EXERCISE TASK
Reproduce the passage of the interview excerpt on translation tools that runs between "In a corporate" and "with TM maintenance?", inclusive.

SOURCE EXTRACT
Multilizer really shines for wireless
projects. We use SDLX for everything else, including
TM management. The AAC TermBank is a different layer
to the whole process, and is the window for the
rest of the organization into the work done with
Multilizer and SDLX.
The
bottom line is that TMX-certified tools give us
peace-of-mind.
INSIDER: What do TMX-certified
tools enable you to do that you wouldn’t be
able to do otherwise?
In a corporate environment, translation
memory is the key to consistency, cost savings and
return on investment. We ensure the technical compatibility
and cross-project reusability of our most important
asset, our translation memory base, by having our
partners deliver in a well-defined format that is
universal – TMX. The bottom line is that TMX-certified
tools give us peace-of-mind. We know that we really
do not have to worry about the quality of the TMs,
and this allows us to use a lot of the time that
would otherwise be spent on TM validation and maintenance
on other critical projects.
INSIDER: What issues do
you face currently with TM maintenance?
We really do not have that many
issues. If we have a problem that is difficult,
we have an expert look at it.

RECORDED DATA
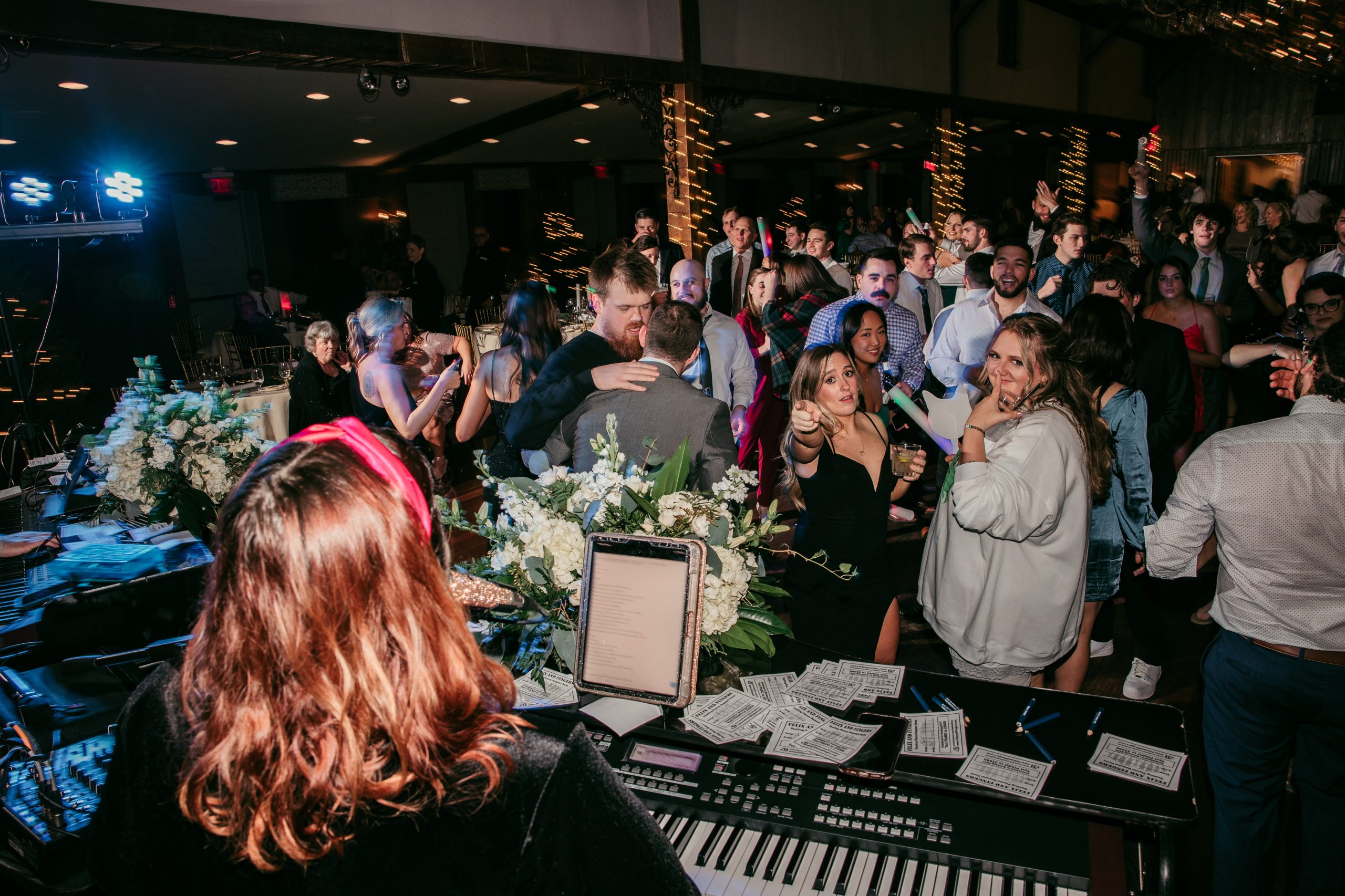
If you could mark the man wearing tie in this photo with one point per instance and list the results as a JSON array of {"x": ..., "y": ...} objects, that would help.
[
  {"x": 916, "y": 279},
  {"x": 1334, "y": 260},
  {"x": 1220, "y": 280},
  {"x": 726, "y": 369},
  {"x": 731, "y": 271}
]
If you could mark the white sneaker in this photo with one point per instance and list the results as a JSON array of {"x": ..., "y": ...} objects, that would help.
[{"x": 1142, "y": 680}]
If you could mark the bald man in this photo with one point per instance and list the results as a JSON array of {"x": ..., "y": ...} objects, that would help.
[{"x": 726, "y": 368}]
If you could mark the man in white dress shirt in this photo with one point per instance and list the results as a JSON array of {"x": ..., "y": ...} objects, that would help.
[
  {"x": 726, "y": 368},
  {"x": 820, "y": 244},
  {"x": 1276, "y": 674},
  {"x": 964, "y": 337},
  {"x": 1332, "y": 262}
]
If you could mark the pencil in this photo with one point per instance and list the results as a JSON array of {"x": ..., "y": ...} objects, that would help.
[
  {"x": 1040, "y": 748},
  {"x": 1026, "y": 711},
  {"x": 1039, "y": 722}
]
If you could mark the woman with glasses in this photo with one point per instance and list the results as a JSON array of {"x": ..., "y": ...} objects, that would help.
[{"x": 378, "y": 393}]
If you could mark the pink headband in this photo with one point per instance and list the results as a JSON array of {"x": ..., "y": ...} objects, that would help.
[{"x": 356, "y": 435}]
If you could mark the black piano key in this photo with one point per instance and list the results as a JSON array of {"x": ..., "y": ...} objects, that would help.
[
  {"x": 709, "y": 845},
  {"x": 729, "y": 845},
  {"x": 821, "y": 882},
  {"x": 793, "y": 868},
  {"x": 750, "y": 870},
  {"x": 876, "y": 878},
  {"x": 774, "y": 866},
  {"x": 846, "y": 868},
  {"x": 682, "y": 835}
]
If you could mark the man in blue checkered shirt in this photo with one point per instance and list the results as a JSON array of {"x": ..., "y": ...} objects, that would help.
[
  {"x": 1062, "y": 279},
  {"x": 877, "y": 286}
]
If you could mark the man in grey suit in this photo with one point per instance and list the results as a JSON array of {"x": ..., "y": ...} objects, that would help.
[
  {"x": 1218, "y": 280},
  {"x": 669, "y": 409}
]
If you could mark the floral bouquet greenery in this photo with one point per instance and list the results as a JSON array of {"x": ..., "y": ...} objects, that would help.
[
  {"x": 537, "y": 541},
  {"x": 167, "y": 450}
]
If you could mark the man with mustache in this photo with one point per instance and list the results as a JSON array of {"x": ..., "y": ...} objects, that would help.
[
  {"x": 622, "y": 284},
  {"x": 877, "y": 286},
  {"x": 726, "y": 369}
]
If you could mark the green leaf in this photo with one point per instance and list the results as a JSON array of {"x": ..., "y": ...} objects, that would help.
[
  {"x": 765, "y": 619},
  {"x": 673, "y": 474},
  {"x": 643, "y": 504},
  {"x": 735, "y": 638}
]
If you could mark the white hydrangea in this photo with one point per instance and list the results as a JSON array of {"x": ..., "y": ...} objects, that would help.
[{"x": 724, "y": 592}]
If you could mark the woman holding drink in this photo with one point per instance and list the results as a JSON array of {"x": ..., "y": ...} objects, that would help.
[
  {"x": 837, "y": 471},
  {"x": 1004, "y": 572}
]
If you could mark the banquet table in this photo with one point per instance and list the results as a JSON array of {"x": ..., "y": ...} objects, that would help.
[{"x": 275, "y": 424}]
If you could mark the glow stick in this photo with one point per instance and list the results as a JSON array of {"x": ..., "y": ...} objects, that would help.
[
  {"x": 903, "y": 400},
  {"x": 765, "y": 238}
]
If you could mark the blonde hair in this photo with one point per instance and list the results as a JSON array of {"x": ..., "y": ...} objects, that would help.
[
  {"x": 373, "y": 324},
  {"x": 805, "y": 387}
]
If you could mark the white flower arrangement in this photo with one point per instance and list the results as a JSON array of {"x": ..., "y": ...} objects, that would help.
[
  {"x": 537, "y": 543},
  {"x": 169, "y": 450}
]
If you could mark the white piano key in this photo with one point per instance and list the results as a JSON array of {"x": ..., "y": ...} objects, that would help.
[{"x": 858, "y": 883}]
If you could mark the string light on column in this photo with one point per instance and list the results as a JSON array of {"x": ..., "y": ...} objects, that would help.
[
  {"x": 1074, "y": 170},
  {"x": 949, "y": 178}
]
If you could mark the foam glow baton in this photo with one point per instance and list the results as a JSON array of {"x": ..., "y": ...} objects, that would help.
[
  {"x": 765, "y": 238},
  {"x": 903, "y": 400}
]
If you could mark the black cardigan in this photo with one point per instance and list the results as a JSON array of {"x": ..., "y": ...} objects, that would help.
[
  {"x": 315, "y": 397},
  {"x": 561, "y": 824}
]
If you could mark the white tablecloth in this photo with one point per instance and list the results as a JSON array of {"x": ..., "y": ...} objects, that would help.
[{"x": 275, "y": 424}]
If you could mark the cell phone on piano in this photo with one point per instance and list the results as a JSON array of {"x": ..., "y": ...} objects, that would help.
[{"x": 878, "y": 758}]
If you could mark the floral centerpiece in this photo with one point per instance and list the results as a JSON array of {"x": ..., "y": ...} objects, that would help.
[
  {"x": 169, "y": 450},
  {"x": 537, "y": 541}
]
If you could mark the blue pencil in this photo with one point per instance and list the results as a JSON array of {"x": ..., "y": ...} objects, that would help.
[
  {"x": 1038, "y": 744},
  {"x": 1038, "y": 722},
  {"x": 1027, "y": 710}
]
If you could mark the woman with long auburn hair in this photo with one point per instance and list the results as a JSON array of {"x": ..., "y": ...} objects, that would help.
[
  {"x": 1004, "y": 574},
  {"x": 334, "y": 727}
]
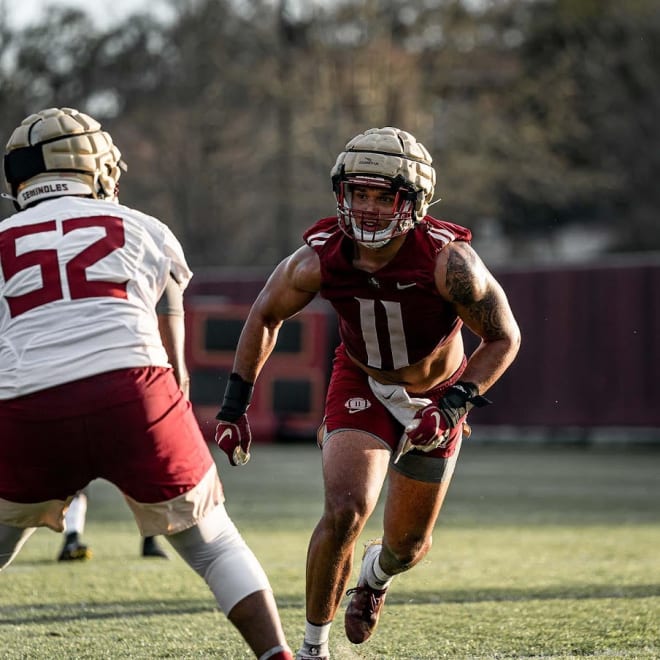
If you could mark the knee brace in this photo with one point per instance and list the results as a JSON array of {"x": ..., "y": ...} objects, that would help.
[{"x": 216, "y": 551}]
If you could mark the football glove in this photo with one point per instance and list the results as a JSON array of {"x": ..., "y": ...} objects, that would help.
[
  {"x": 431, "y": 425},
  {"x": 234, "y": 438},
  {"x": 233, "y": 434}
]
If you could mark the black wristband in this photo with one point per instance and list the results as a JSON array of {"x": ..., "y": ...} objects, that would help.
[
  {"x": 238, "y": 395},
  {"x": 471, "y": 393},
  {"x": 459, "y": 399}
]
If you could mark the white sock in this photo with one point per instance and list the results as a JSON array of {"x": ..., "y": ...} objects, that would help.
[
  {"x": 274, "y": 651},
  {"x": 317, "y": 635},
  {"x": 377, "y": 578}
]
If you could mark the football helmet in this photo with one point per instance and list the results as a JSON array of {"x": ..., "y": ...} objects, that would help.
[
  {"x": 383, "y": 158},
  {"x": 61, "y": 151}
]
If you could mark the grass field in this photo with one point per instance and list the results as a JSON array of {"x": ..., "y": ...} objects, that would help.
[{"x": 540, "y": 552}]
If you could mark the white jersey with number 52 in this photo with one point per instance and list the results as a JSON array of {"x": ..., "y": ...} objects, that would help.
[{"x": 79, "y": 282}]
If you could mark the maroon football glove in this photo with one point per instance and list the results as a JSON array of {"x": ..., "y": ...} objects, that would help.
[
  {"x": 233, "y": 433},
  {"x": 430, "y": 426},
  {"x": 234, "y": 439},
  {"x": 428, "y": 429}
]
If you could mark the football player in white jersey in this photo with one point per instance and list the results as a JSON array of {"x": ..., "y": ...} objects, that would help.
[
  {"x": 87, "y": 389},
  {"x": 73, "y": 548}
]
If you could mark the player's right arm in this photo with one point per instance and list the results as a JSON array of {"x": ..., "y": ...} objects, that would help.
[{"x": 291, "y": 286}]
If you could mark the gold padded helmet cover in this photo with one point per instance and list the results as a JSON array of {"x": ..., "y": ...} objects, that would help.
[
  {"x": 66, "y": 153},
  {"x": 390, "y": 152}
]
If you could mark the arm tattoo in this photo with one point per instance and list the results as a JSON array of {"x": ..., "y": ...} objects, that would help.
[
  {"x": 460, "y": 277},
  {"x": 484, "y": 308},
  {"x": 486, "y": 314}
]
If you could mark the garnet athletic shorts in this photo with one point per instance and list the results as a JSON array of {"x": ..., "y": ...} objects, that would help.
[
  {"x": 351, "y": 405},
  {"x": 132, "y": 427}
]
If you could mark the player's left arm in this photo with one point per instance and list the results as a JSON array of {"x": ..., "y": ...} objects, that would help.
[
  {"x": 169, "y": 310},
  {"x": 463, "y": 279}
]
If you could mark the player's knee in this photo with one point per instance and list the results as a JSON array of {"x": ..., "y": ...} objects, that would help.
[
  {"x": 344, "y": 521},
  {"x": 217, "y": 552},
  {"x": 410, "y": 550}
]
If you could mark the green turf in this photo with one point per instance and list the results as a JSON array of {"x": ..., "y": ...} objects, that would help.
[{"x": 540, "y": 552}]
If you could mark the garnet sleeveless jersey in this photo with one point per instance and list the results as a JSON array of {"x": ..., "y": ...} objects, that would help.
[
  {"x": 79, "y": 282},
  {"x": 395, "y": 316}
]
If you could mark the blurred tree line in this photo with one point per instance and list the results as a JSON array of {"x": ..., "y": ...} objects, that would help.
[{"x": 541, "y": 115}]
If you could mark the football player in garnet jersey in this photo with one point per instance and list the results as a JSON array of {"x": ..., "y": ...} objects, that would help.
[
  {"x": 402, "y": 284},
  {"x": 92, "y": 378}
]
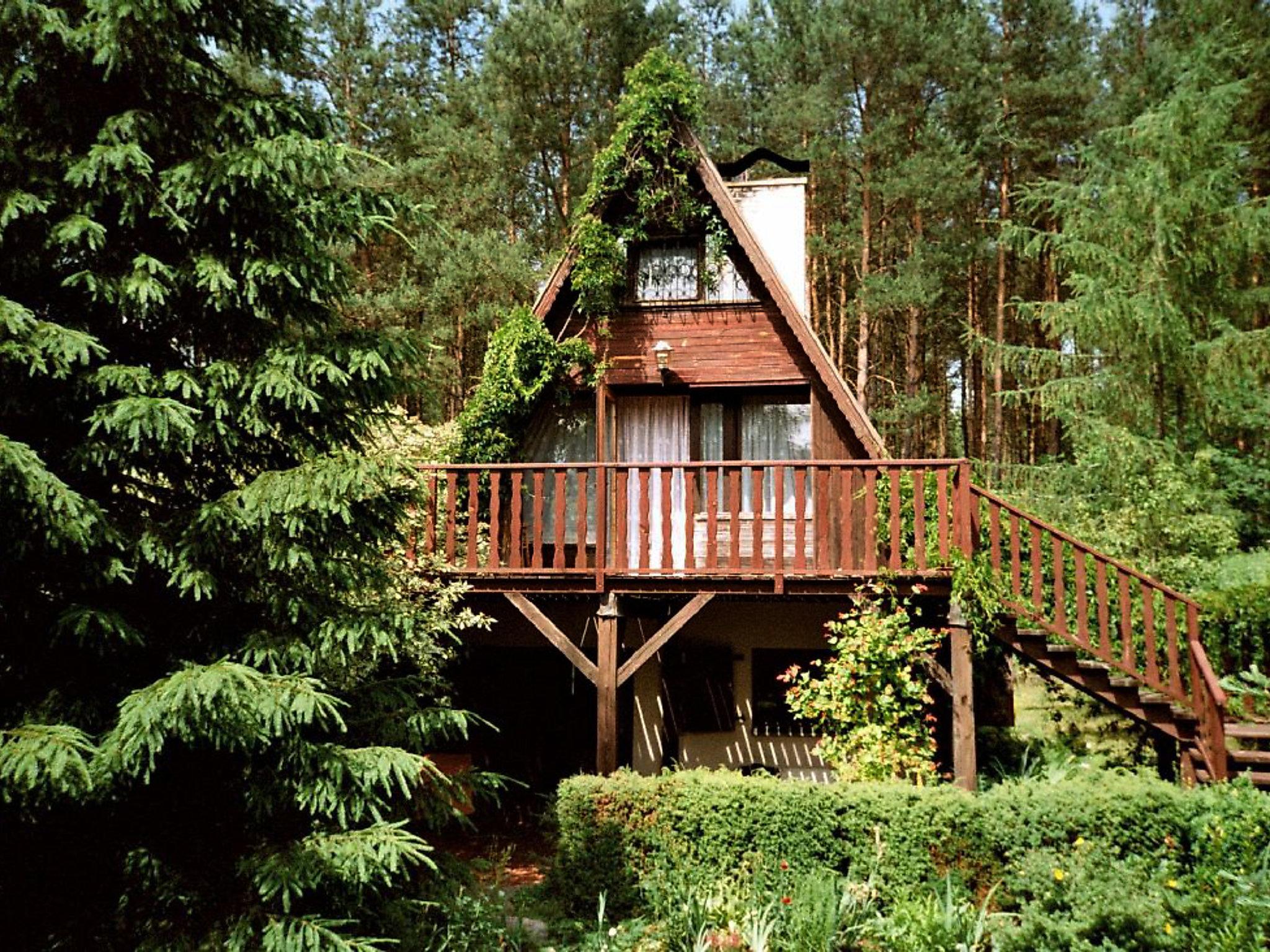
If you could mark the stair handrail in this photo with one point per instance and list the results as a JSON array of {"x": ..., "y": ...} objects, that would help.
[
  {"x": 1206, "y": 697},
  {"x": 1085, "y": 546}
]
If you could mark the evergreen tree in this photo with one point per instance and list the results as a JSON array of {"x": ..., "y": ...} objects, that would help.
[
  {"x": 1161, "y": 377},
  {"x": 215, "y": 685}
]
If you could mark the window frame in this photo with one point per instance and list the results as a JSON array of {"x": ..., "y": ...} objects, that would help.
[
  {"x": 733, "y": 399},
  {"x": 696, "y": 242}
]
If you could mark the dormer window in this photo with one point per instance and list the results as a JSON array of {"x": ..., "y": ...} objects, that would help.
[
  {"x": 676, "y": 270},
  {"x": 668, "y": 271}
]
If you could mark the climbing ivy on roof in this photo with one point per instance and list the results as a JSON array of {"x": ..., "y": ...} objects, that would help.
[
  {"x": 644, "y": 169},
  {"x": 523, "y": 361}
]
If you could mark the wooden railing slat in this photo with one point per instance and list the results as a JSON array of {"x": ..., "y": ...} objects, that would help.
[
  {"x": 451, "y": 505},
  {"x": 756, "y": 531},
  {"x": 995, "y": 536},
  {"x": 646, "y": 523},
  {"x": 473, "y": 517},
  {"x": 1060, "y": 584},
  {"x": 430, "y": 532},
  {"x": 495, "y": 503},
  {"x": 711, "y": 519},
  {"x": 558, "y": 518},
  {"x": 821, "y": 498},
  {"x": 690, "y": 505},
  {"x": 1127, "y": 651},
  {"x": 539, "y": 505},
  {"x": 1082, "y": 597},
  {"x": 667, "y": 521},
  {"x": 579, "y": 559},
  {"x": 1104, "y": 609},
  {"x": 848, "y": 528},
  {"x": 734, "y": 517},
  {"x": 920, "y": 518},
  {"x": 1148, "y": 632},
  {"x": 621, "y": 506},
  {"x": 1016, "y": 569},
  {"x": 799, "y": 518},
  {"x": 870, "y": 553},
  {"x": 517, "y": 532},
  {"x": 894, "y": 531},
  {"x": 1174, "y": 653},
  {"x": 1037, "y": 578},
  {"x": 941, "y": 505}
]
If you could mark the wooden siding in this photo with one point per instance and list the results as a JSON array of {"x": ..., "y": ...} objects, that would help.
[{"x": 735, "y": 345}]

TASK RESPONSE
In a corporate environment, translation
memory is the key to consistency, cost savings and
return on investment. We ensure the technical compatibility
and cross-project reusability of our most important
asset, our translation memory base, by having our
partners deliver in a well-defined format that is
universal – TMX. The bottom line is that TMX-certified
tools give us peace-of-mind. We know that we really
do not have to worry about the quality of the TMs,
and this allows us to use a lot of the time that
would otherwise be spent on TM validation and maintenance
on other critical projects.
INSIDER: What issues do
you face currently with TM maintenance?